──────── SOURCE DOCUMENT
# Think a bass will wreck it?



## TheCream (Mar 19, 2009)

I hope so. Don't even care if it's one fish and the fly is retired. I chose colors to try to make this one mimic a baby mallard.


----------



## SMBHooker (Jan 3, 2008)

You recent fly creations at just unbelievable. I too would love to see what it looked like after a 4-5 lb has hit that.


----------



## wabi (Jun 14, 2008)

That's a work of art! 
If you toss it on the water I hope any bass that sees it is big, mean, and hungry!


----------



## maumeeriverflies (Feb 11, 2014)

Love tying stuff like this with deer hair... Never tried a bird or duck. RUSuperfly (Pat Cohen) ties patterns like this, they are sweet!!! Nice work!


----------



## kingofamberley (Jul 11, 2012)

Hahaha oh man I hope so! That is awesome Cream!


----------



## Mr. A (Apr 23, 2012)

Wow! Simply amazing work!

Mr. A


----------



## Tekneek (Jul 23, 2009)

Killer tying! I'd put that thing on the grill!


----------



## flyman01 (Jan 23, 2013)

You are a true artist of fly tying with talent second to none. I have been around this sport for a while and your creations are some of the best that I have seen. Well done.


----------



## TheCream (Mar 19, 2009)

flyman01 said:


> You are a true artist of fly tying with talent second to none. I have been around this sport for a while and your creations are some of the best that I have seen. Well done.


Too kind, but thank you.


----------



## Riverbum (Jan 27, 2013)

I bet you get a chance to find out 
Awesome work sir.


----------



## dugworm (May 23, 2008)

Unique, beautiful work for sure! I'll expect a report.


----------



## Dolomieu (Aug 19, 2008)

Yes, any black bass, muskie, pike, or even big brown trout would inhale that thing! It is a deerhair articulated masterpiece! What a tie!

posted using Outdoor Hub Campfire


----------



## yakfish (Mar 13, 2005)

Beautiful work of art right there! Fantastic work!


----------
────────────────
PROBLEMS TO SOLVE —
A: Sum up the fly-tying thread in two sentences.
B: Repeat word for word everything in the fly-tying thread from "## SMBHooker (Jan" down to "work of art!".
──────── ENTRIES SHOWN
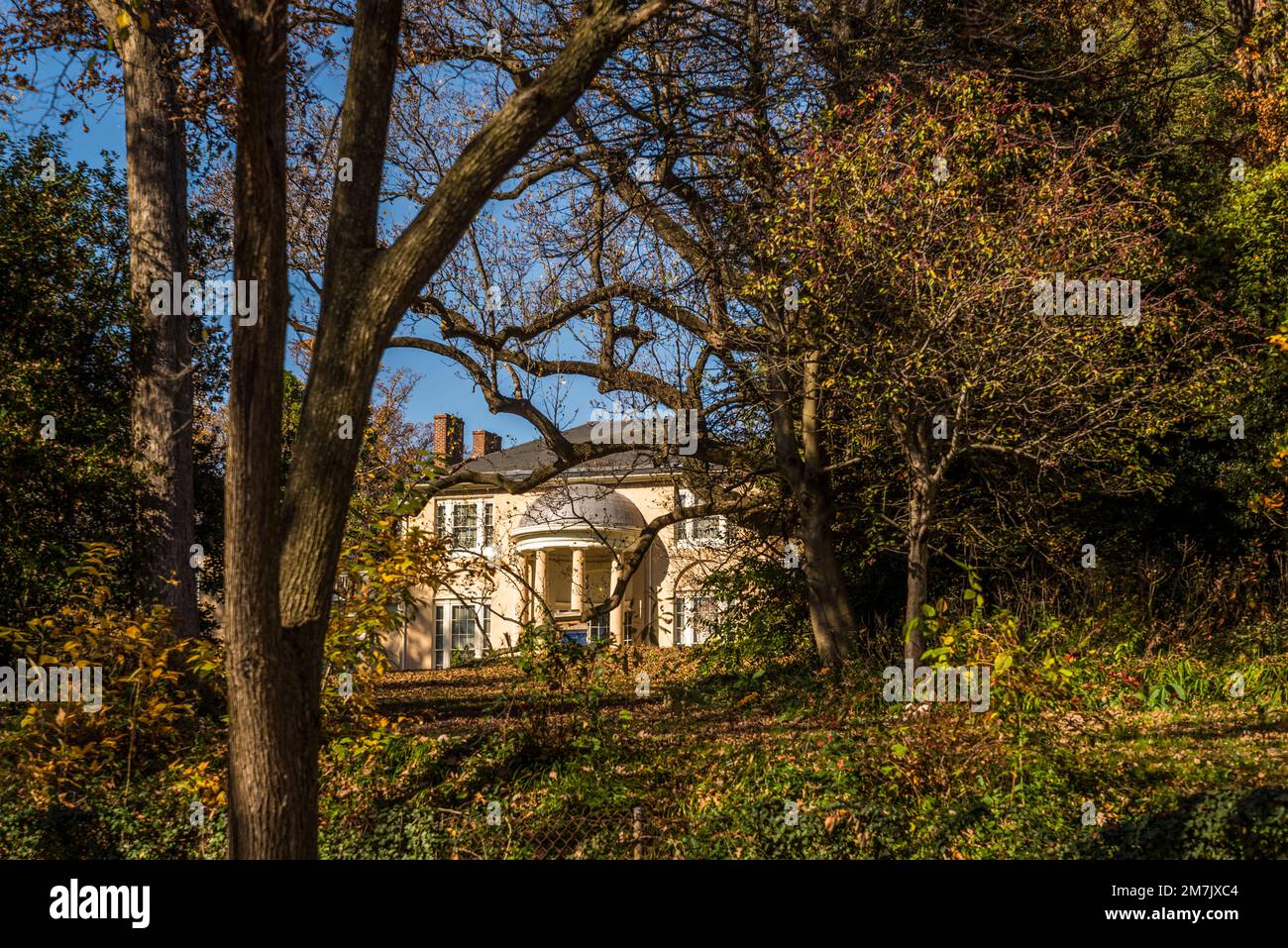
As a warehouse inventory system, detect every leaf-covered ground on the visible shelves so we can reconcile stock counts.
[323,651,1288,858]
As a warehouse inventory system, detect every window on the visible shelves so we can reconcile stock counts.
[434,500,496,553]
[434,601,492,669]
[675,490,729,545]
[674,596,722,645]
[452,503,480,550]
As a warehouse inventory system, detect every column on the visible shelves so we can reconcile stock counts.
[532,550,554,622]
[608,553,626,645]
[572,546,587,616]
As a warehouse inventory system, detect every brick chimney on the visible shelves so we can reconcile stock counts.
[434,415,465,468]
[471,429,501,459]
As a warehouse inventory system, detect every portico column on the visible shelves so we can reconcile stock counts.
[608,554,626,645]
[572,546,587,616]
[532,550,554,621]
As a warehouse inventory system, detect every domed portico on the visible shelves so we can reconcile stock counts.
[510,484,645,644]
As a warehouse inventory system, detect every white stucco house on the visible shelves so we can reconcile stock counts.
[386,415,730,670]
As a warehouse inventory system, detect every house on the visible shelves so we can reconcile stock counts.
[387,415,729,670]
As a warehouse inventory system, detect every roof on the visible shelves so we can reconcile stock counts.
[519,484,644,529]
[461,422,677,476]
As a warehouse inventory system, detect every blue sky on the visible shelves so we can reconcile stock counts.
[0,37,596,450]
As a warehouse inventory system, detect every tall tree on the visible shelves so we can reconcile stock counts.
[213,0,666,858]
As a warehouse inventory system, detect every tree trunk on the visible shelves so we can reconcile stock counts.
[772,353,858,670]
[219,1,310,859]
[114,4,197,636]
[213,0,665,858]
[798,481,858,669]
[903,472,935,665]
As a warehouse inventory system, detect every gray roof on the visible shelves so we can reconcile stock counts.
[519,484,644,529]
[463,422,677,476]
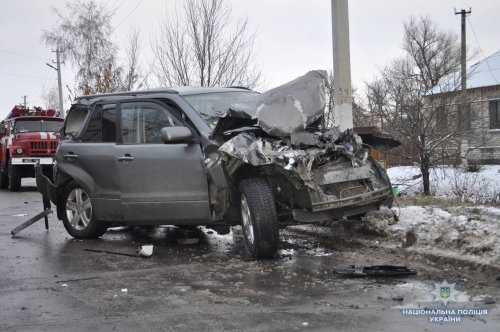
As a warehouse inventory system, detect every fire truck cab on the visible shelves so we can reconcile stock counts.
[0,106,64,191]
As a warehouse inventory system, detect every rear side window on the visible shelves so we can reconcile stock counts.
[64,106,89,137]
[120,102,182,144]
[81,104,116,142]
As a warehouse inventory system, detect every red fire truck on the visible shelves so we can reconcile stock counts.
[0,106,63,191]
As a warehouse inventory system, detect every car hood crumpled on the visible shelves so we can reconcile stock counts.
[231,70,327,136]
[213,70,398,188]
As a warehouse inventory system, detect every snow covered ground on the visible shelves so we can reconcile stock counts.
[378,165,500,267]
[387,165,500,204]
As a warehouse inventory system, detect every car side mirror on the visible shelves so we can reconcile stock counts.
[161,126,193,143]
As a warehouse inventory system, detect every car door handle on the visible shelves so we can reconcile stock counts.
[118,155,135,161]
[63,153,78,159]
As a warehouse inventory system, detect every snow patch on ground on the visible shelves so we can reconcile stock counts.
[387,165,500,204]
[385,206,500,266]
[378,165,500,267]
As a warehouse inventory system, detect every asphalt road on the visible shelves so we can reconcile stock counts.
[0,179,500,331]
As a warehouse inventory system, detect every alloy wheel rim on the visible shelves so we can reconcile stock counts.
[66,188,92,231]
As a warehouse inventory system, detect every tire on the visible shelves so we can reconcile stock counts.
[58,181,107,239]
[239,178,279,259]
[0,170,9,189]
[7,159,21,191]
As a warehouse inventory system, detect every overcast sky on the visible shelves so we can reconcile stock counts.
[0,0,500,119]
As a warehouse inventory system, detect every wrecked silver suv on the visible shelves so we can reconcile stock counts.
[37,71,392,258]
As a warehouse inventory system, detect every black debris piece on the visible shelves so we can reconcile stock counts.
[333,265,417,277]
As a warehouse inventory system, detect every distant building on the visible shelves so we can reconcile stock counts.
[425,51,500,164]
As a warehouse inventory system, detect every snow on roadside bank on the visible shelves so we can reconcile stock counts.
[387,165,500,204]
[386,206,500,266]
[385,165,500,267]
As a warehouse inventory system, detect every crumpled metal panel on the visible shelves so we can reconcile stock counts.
────────────────
TASK-BY-TASK SOLUTIONS —
A: TheCream shares a fly with colors chosen to mimic a baby mallard and says he hopes a bass wrecks it, even if it catches only one fish. Other members praise it as a work of art, with one calling it a deerhair articulated masterpiece that any black bass, muskie, pike, or even big brown trout would inhale, and several say they want to see or hear how it holds up.

B:
## SMBHooker (Jan 3, 2008)

You recent fly creations at just unbelievable. I too would love to see what it looked like after a 4-5 lb has hit that.


----------



## wabi (Jun 14, 2008)

That's a work of art!